原文抜粋:
★ ★ ★ ★ ★

個人山行:医王山ラッセル訓練&道迷い報告  (文・写真 八十嶋 写真 堀)  
   期日 2017年1月15日 
 天候 曇り時々雪
 コース 見上峠~医王の里~西尾平~白はげ山~夕霧峠~見上峠
 参加者 樽矢、堀、八十嶋  会員外参加:Kさん(20代女性)
 
  ・例年になく少ない雪
 個人的には年明けに医王山に行き、足慣らしにラッセル訓練をするのは毎年恒例の行事だ。
 会員3名と、最近知り合った将来有望な山ガールのKさんとともに挑んだ。
 今シーズンは異様に雪が少ないが、おりしも今年最大といわれる寒波が数日前から到来しており、ようやくまともに雪が降った直後に実施することができた。
 雪が深ければ見上峠からずっと尾根通しで歩いていくつもりだったが、この日の雪はなんとも少なく、藪が出ているため登山道を避けて林道を行くことに。
 山屋としてちょっと恥ずかしい。林道は先行パーティーのトレースでしっかりと雪が固められていてかんじきを履く必要すらなかった

 しがらくびからかんじきを履いて登山道に入ったが、積雪はせいぜい1メートルといったところで、例年なら影も形も見えないような低木が露出している。
 白はげ山頂上の展望台・方位盤は、例年ならまるまる雪に埋まっているはずが今年は完全に顔を出していた。例年より深さにして3メートルは積雪が少ないのではないか。温暖化の影響だろうか?地球が心配になる。
 
・まさかの道迷い!
 時間に余裕があったため、白はげ山から夕霧峠まで通すことに。先行パーティーは白はげ山で昼食を取る様子だったので、今度はわれわれが先行することに。トレースは全くなく、これでようやく新雪ラッセルが楽しめる。
 雪は膝上ほどまでで、それほど足をとられない。やわらかい新雪を踏みしめて歩くのは、ちょうどいい運動だった。ただ厄介なのは藪。雪が少なすぎて藪が全く隠れていない。中途半端に雪をかぶり、頭を垂れて夏道を覆っている。上はやぶこぎ、下はラッセル、めちゃくちゃ歩きにくい。

★ ★ ★ ★ ★

指示内容 1: 医王山の山行報告のうち、「会員3名と、最近知り合った将来有望な山ガールのKさんとともに挑んだ。」から「道を避けて林道を行くことに。」までの箇所をそのまま引用してください。
指示内容 2: 医王山の山行報告を、最後の文に続けて書き進めること。

★ ★ ★ ★ ★

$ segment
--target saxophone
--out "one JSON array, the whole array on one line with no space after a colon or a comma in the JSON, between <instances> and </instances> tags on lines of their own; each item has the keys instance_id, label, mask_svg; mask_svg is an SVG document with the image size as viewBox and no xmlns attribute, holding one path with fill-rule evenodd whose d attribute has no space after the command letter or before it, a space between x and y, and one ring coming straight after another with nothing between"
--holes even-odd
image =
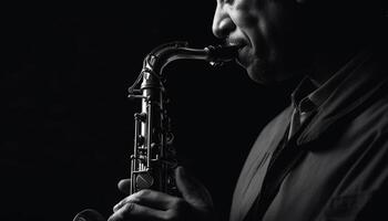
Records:
<instances>
[{"instance_id":1,"label":"saxophone","mask_svg":"<svg viewBox=\"0 0 388 221\"><path fill-rule=\"evenodd\" d=\"M165 108L166 90L163 69L176 60L203 60L213 66L234 60L239 45L210 45L191 49L187 42L171 42L154 49L143 60L143 69L132 86L129 97L141 99L141 112L134 114L134 145L131 155L130 193L153 189L177 196L174 169L177 166L170 117ZM73 221L104 221L95 210L79 212Z\"/></svg>"}]
</instances>

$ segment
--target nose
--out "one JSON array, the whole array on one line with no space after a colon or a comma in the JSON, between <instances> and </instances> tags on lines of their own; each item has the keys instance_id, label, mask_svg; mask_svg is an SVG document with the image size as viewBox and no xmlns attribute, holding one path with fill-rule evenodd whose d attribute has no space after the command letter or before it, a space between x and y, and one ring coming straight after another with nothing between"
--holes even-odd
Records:
<instances>
[{"instance_id":1,"label":"nose","mask_svg":"<svg viewBox=\"0 0 388 221\"><path fill-rule=\"evenodd\" d=\"M217 3L214 12L212 31L216 38L225 39L235 29L225 4Z\"/></svg>"}]
</instances>

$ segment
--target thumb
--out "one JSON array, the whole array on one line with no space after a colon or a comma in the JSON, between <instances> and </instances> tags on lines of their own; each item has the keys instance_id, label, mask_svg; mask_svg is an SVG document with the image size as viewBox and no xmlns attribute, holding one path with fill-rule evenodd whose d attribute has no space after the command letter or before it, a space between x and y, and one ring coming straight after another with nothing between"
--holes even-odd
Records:
<instances>
[{"instance_id":1,"label":"thumb","mask_svg":"<svg viewBox=\"0 0 388 221\"><path fill-rule=\"evenodd\" d=\"M176 187L182 197L193 207L213 207L213 200L207 189L194 177L187 175L186 170L180 166L175 169Z\"/></svg>"}]
</instances>

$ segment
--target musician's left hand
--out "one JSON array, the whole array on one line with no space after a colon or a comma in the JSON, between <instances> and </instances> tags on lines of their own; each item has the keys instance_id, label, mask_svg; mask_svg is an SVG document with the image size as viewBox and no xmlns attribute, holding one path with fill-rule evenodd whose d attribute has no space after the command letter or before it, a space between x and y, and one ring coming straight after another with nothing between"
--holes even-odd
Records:
<instances>
[{"instance_id":1,"label":"musician's left hand","mask_svg":"<svg viewBox=\"0 0 388 221\"><path fill-rule=\"evenodd\" d=\"M190 177L182 167L176 168L175 179L183 198L149 189L141 190L114 206L114 213L109 221L216 220L212 198L206 188ZM125 191L129 185L129 180L122 180L119 188Z\"/></svg>"}]
</instances>

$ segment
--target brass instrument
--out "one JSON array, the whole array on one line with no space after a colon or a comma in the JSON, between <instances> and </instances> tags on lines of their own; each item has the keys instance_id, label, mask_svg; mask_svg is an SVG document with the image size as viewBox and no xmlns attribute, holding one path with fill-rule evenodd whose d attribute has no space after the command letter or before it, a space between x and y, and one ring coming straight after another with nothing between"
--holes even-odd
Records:
<instances>
[{"instance_id":1,"label":"brass instrument","mask_svg":"<svg viewBox=\"0 0 388 221\"><path fill-rule=\"evenodd\" d=\"M177 166L173 134L165 108L163 69L176 60L203 60L217 66L237 56L239 45L191 49L186 42L171 42L154 49L143 61L143 69L129 88L129 97L141 99L141 113L134 114L134 147L131 156L131 190L153 189L177 194L174 168ZM73 221L102 221L96 211L86 209Z\"/></svg>"}]
</instances>

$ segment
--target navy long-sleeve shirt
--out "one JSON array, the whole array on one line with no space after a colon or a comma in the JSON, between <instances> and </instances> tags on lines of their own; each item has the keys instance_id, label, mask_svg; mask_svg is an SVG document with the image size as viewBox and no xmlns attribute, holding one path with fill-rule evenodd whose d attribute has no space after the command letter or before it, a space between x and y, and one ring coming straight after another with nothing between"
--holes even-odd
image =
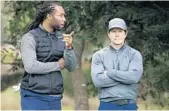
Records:
<instances>
[{"instance_id":1,"label":"navy long-sleeve shirt","mask_svg":"<svg viewBox=\"0 0 169 111\"><path fill-rule=\"evenodd\" d=\"M119 50L107 46L93 55L91 76L102 101L136 100L142 73L142 55L127 45Z\"/></svg>"}]
</instances>

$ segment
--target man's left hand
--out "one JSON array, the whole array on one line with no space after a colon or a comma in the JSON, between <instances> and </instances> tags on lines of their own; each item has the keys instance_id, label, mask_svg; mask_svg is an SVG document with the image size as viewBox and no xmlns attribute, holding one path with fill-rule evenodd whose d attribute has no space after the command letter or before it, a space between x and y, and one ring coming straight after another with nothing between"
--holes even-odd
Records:
<instances>
[{"instance_id":1,"label":"man's left hand","mask_svg":"<svg viewBox=\"0 0 169 111\"><path fill-rule=\"evenodd\" d=\"M72 48L73 34L74 32L71 32L70 34L63 34L66 48Z\"/></svg>"}]
</instances>

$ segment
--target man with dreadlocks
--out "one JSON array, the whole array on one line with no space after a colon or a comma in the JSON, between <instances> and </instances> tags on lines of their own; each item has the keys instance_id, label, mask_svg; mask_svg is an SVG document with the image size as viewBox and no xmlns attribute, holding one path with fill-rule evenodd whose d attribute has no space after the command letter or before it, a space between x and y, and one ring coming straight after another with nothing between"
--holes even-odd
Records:
<instances>
[{"instance_id":1,"label":"man with dreadlocks","mask_svg":"<svg viewBox=\"0 0 169 111\"><path fill-rule=\"evenodd\" d=\"M22 37L25 70L20 90L22 110L61 110L61 70L73 71L76 67L72 34L60 32L65 22L63 7L46 2Z\"/></svg>"}]
</instances>

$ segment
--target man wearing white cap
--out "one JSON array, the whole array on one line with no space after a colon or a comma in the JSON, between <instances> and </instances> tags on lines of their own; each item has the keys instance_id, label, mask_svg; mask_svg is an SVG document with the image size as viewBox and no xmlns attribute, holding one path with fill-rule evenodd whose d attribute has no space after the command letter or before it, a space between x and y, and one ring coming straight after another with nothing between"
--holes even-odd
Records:
<instances>
[{"instance_id":1,"label":"man wearing white cap","mask_svg":"<svg viewBox=\"0 0 169 111\"><path fill-rule=\"evenodd\" d=\"M91 76L98 88L99 110L136 110L137 83L143 73L142 55L125 44L123 19L109 21L110 44L92 58Z\"/></svg>"}]
</instances>

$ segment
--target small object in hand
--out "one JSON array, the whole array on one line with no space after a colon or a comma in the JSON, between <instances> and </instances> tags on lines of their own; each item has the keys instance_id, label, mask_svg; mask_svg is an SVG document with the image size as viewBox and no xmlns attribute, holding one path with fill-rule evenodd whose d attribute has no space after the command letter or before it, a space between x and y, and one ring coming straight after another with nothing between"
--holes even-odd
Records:
<instances>
[{"instance_id":1,"label":"small object in hand","mask_svg":"<svg viewBox=\"0 0 169 111\"><path fill-rule=\"evenodd\" d=\"M20 85L21 85L21 83L19 83L18 85L14 85L14 86L12 87L13 90L14 90L14 92L17 92L17 91L20 90Z\"/></svg>"}]
</instances>

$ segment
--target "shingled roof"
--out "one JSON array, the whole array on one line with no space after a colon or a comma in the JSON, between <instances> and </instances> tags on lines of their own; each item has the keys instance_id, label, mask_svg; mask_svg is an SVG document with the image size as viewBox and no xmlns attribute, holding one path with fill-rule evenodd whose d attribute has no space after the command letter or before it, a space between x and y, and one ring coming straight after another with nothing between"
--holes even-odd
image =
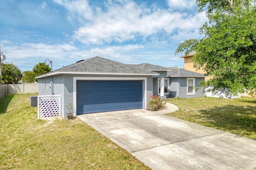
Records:
<instances>
[{"instance_id":1,"label":"shingled roof","mask_svg":"<svg viewBox=\"0 0 256 170\"><path fill-rule=\"evenodd\" d=\"M168 77L205 77L202 74L184 70L184 69L173 68L167 71Z\"/></svg>"},{"instance_id":2,"label":"shingled roof","mask_svg":"<svg viewBox=\"0 0 256 170\"><path fill-rule=\"evenodd\" d=\"M36 77L36 78L61 74L159 75L159 74L128 64L96 56Z\"/></svg>"},{"instance_id":3,"label":"shingled roof","mask_svg":"<svg viewBox=\"0 0 256 170\"><path fill-rule=\"evenodd\" d=\"M153 65L147 63L140 64L138 64L129 65L133 66L135 67L151 71L166 71L168 70L168 68L166 67L162 67L157 65Z\"/></svg>"}]
</instances>

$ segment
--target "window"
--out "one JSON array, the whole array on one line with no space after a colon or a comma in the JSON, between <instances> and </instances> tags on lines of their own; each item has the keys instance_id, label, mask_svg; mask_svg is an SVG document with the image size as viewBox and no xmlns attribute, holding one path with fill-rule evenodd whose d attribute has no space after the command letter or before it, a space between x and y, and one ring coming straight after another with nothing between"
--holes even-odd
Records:
<instances>
[{"instance_id":1,"label":"window","mask_svg":"<svg viewBox=\"0 0 256 170\"><path fill-rule=\"evenodd\" d=\"M158 95L160 95L160 78L158 78ZM169 86L170 85L170 79L169 78L164 78L164 92L166 93L167 92L167 89L169 88Z\"/></svg>"},{"instance_id":2,"label":"window","mask_svg":"<svg viewBox=\"0 0 256 170\"><path fill-rule=\"evenodd\" d=\"M195 78L187 78L187 95L194 95L196 94L194 89L195 79Z\"/></svg>"}]
</instances>

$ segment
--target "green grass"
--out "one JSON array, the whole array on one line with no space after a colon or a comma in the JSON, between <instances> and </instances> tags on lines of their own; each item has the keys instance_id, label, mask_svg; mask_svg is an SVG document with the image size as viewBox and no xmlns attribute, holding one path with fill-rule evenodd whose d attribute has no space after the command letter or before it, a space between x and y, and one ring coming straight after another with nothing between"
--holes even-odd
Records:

★ ★ ★ ★ ★

出力結果 1:
会員3名と、最近知り合った将来有望な山ガールのKさんとともに挑んだ。
 今シーズンは異様に雪が少ないが、おりしも今年最大といわれる寒波が数日前から到来しており、ようやくまともに雪が降った直後に実施することができた。
 雪が深ければ見上峠からずっと尾根通しで歩いていくつもりだったが、この日の雪はなんとも少なく、藪が出ているため登山道を避けて林道を行くことに。

出力結果 2:
 雪山のセオリーとして尾根筋を歩きたいところではあるが、このあたりは夏道も尾根を巻いているため、尾根は完全に藪。とても歩けたものではない。歩きやすいところを探しながら、夏道に入ったり、外れたり。かなり時間を食った。それでも、尾根筋に沿ってトラバースしているのは間違いないし、所々に道標があり、迷ってはいないことが分かった。
 問題が起きたのは、「蛇尾山は→」と書かれた道標を越えたところ。地形図では「医王山」と表記しているちょうど真下の辺りだ。
夏道は尾根に沿って巻きながら南下している。
蛇尾山のピークから夕霧峠に向かうためには、もうひとつ小ピークを越えなければならない、というのはあらかじめ地図で確認していた。しかし、ガスと濃い藪で全く視界が利かない中、蛇尾山~小ピーク間の鞍部をいつの間にか見過ごして、余計に尾根を巻いてしまっていた(この時点では、全くそのことに気づいていなかった。)
 気がつくと、どこを探しても歩けそうなところが無い。完全に藪に囲まれていた。
こういう時、うかつに谷側におりるととんでもない所に出る。
いったん、尾根に突き上げた。そして出た場所は、蛇尾山の山頂。
これで何とか、目処はついた・・・と思ったのが甘かった。このとき、コンパスで方位を確認しなかったのが痛恨のミスだった。
 小ピークがあると思われる方向に歩いていく。5メートル先も見えない藪の中を、身をよじるようにして進む。すると、前方に、先行パーティのものと思われるトレースが。ふう、これで一安心。
 「やっぱり人の歩いた跡は歩きやすいぜ!」などとのんきなことを言いながらトレースをたどっていくと、なんと!前から、先ほど白はげ山で分かれたはずのパーティーがやってきた。「あれ?どちらに?」「いや、夕霧峠に。」「え?夕霧峠に行くはずなのになぜ我々とぶつかるんですか?」「???」ここまできてようやく気がついた。
我々がたどってきたのは、先行パーティーがつけたトレースではない!自分たちがつけたトレースを、逆戻りしていたのだ!あのときの私たちは間違いなく最高に間抜けだった。

・コンパスさんごめんなさい
 どうやら、蛇尾山から南側の小ピークに降りるつもりが、蛇尾山の北側に降りてしまったようだ。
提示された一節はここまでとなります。